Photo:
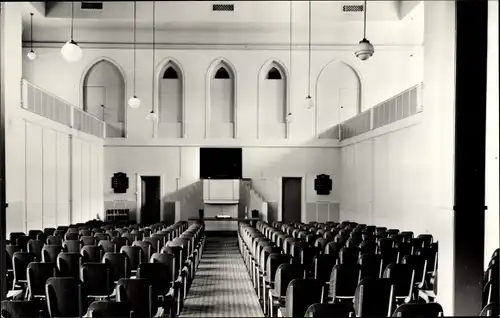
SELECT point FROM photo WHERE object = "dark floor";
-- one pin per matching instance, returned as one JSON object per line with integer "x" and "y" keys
{"x": 221, "y": 287}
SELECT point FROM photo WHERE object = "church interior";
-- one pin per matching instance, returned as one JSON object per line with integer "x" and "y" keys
{"x": 249, "y": 159}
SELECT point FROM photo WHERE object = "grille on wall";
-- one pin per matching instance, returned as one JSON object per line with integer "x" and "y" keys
{"x": 352, "y": 8}
{"x": 223, "y": 7}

________

*What this task involves*.
Write out all the records again, but replace every "pin" with "marker" and change nothing else. Don't include the pictures.

*Answer to the exercise*.
Photo:
SELECT point FROM photo WHERE object = "dark floor";
-- one marker per matching instance, returned as one JSON object per line with integer "x" and "y" keys
{"x": 221, "y": 287}
SELECT point FROM photo WHERE object = "church interior";
-- one marker per matching instance, returned as one JSON object per line with integer "x" and "y" keys
{"x": 249, "y": 159}
SELECT point FROM photo WHERE object = "grille on wall";
-- one marker per matching instance, returned as one JSON object per line with integer "x" and "y" keys
{"x": 352, "y": 8}
{"x": 223, "y": 7}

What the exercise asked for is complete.